> [Requirement]:
What is needed is an exact copy of the entries below, from the line that contains "The component shall indicate one point per instance of the open" through the final line, both included, and nothing else.

___ Dataset records ___

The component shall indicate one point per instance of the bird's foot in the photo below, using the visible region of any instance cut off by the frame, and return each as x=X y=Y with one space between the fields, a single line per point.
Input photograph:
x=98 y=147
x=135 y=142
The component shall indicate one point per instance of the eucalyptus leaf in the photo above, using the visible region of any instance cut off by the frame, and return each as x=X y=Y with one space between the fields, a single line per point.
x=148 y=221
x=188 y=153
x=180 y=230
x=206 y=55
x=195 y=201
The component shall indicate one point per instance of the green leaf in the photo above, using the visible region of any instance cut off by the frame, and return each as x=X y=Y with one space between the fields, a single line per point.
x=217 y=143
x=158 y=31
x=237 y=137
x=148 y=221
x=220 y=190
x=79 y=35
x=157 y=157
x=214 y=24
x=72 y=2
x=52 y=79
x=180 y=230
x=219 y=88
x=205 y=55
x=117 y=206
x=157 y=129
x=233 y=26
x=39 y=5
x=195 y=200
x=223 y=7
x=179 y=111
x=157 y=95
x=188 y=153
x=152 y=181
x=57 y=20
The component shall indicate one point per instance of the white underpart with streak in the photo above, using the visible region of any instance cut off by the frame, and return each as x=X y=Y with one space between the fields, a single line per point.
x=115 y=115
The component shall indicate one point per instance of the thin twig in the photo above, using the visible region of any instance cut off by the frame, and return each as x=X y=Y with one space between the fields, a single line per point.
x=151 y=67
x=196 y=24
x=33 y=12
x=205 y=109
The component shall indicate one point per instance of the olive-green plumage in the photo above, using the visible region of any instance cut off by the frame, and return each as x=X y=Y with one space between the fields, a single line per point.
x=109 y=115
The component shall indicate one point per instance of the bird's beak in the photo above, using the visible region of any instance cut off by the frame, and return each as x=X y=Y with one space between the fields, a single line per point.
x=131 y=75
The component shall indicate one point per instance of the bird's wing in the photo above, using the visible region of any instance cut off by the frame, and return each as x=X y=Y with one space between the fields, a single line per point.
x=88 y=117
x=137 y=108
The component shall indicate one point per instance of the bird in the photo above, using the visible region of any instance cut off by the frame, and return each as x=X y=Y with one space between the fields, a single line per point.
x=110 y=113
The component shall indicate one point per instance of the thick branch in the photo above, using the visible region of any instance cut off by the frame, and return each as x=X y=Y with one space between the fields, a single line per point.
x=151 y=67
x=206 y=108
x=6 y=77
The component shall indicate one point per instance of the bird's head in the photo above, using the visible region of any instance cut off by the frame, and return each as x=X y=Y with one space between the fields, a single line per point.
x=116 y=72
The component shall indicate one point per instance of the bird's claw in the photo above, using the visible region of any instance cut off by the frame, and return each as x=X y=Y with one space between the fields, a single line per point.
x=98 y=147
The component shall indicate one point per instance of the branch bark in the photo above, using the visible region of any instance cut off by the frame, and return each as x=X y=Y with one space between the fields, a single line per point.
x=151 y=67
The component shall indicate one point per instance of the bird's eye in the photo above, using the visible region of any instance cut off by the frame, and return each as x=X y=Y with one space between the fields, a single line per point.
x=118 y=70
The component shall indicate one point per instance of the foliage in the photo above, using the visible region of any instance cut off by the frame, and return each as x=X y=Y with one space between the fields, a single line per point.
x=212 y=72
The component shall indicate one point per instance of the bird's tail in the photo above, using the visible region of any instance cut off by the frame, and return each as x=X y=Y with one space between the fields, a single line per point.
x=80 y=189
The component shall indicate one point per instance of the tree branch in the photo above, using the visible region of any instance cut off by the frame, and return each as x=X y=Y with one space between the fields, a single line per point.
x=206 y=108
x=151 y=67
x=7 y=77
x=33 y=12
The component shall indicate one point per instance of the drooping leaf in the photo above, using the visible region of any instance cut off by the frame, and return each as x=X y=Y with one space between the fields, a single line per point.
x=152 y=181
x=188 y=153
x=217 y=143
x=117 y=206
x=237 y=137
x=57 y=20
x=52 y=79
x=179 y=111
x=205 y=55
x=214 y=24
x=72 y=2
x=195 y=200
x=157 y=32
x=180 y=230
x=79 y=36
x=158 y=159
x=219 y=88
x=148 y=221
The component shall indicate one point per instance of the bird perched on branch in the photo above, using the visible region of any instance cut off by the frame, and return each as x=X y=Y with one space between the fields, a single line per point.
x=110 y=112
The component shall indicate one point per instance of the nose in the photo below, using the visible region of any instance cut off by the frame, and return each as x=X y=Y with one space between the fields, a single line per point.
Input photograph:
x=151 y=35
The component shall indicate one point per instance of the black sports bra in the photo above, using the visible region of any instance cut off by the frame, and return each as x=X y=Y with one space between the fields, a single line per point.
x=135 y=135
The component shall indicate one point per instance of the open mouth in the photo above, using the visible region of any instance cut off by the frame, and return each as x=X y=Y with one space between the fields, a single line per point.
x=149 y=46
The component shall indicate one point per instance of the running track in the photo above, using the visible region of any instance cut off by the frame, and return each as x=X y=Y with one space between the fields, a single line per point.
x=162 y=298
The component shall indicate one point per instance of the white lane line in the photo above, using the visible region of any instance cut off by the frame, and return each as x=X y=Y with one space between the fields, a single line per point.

___

> [Exercise result]:
The component shall indicate one point per instance of the open mouth in the photo above, using the visible region of any instance cut off by the frame, and return each as x=X y=Y with one space between the fields, a single line per point.
x=149 y=46
The component shall indicate one point per instance of the running track in the photo above, using the visible region of any instance cut off by the frame, and return each as x=X y=Y with one space between the fields, a single line per point.
x=162 y=298
The component shall indicate one point per instance of the white lane line in the photo above, using the visible region of any instance cut off by the frame, and return each as x=X y=Y with one space between the fields, a single line per point.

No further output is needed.